_TASK_
Turn every line of the records below into a numbered list, leaving out any blank lines.

▼

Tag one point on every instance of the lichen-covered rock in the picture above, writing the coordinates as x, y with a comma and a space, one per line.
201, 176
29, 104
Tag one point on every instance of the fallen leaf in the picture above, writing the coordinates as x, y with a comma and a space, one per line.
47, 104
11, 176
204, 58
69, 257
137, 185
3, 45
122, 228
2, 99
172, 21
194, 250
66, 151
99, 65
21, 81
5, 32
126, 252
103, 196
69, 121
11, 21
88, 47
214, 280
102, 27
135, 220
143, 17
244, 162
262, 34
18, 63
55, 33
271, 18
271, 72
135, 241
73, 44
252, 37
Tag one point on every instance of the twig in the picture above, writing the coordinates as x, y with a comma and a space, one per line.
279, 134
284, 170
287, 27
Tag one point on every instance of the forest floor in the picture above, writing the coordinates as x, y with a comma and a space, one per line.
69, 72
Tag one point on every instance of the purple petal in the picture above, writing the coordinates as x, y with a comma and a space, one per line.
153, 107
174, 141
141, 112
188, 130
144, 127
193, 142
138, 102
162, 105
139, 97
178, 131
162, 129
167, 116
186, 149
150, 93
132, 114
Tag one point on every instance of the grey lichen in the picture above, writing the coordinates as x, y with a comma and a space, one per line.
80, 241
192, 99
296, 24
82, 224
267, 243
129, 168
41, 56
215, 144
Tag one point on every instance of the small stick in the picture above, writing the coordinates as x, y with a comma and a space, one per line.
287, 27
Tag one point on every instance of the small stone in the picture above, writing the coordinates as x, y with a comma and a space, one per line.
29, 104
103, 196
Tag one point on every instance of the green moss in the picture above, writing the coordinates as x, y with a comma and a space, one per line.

▲

_TASK RESULT_
1. Tag one point on every instance of the lichen-covered rock in the picture above, writing the coordinates as x, y with a comma and a space, one per line.
2. 201, 176
3. 29, 104
4. Tag one point on every instance of the fallen leaf in the picture above, writing the coordinates as x, y with a comma and a space, one per line.
5. 47, 104
6. 11, 176
7. 204, 58
8. 69, 257
9. 137, 185
10. 3, 45
11. 122, 228
12. 2, 99
13. 172, 21
14. 194, 250
15. 66, 151
16. 99, 65
17. 21, 81
18. 5, 32
19. 126, 252
20. 103, 196
21. 69, 121
22. 11, 21
23. 88, 47
24. 214, 280
25. 102, 27
26. 135, 220
27. 143, 17
28. 244, 162
29. 262, 34
30. 18, 63
31. 55, 33
32. 271, 18
33. 271, 72
34. 135, 241
35. 73, 44
36. 252, 37
37. Tag one point on every instance of the twig in the picture above, writing the coordinates as x, y with a comma and a space, one per line.
38. 279, 134
39. 284, 170
40. 287, 27
41. Tag one point on every instance of the forest floor in the picture above, writing the coordinates as x, y with a comma and a space, one per line.
42. 69, 72
43. Tag one point on every instance of the purple petal in the picture above, writing the coordinates as x, y with a comma and a space, one per line.
44. 153, 107
45. 174, 141
46. 141, 112
47. 188, 130
48. 144, 127
49. 193, 142
50. 138, 102
51. 162, 105
52. 139, 97
53. 178, 131
54. 162, 129
55. 167, 116
56. 186, 149
57. 150, 93
58. 132, 114
59. Tag one point on every instance of the grey lichen in the picture above, writing the coordinates as x, y with a comma and a space, one per line.
60. 80, 241
61. 192, 99
62. 296, 24
63. 82, 224
64. 267, 243
65. 129, 168
66. 41, 56
67. 215, 144
68. Tag one point on every instance of the small stick in the picture above, writing the coordinates as x, y with a comma and a space, one per line.
69. 287, 27
70. Tag one point on every instance of the small stone in the picture above, writing the coordinates as x, y with a comma and a space, one per line.
71. 29, 104
72. 103, 196
73. Tag one point on every instance of the green moss in the picture above, writing the coordinates as x, y with a comma and a space, one per line.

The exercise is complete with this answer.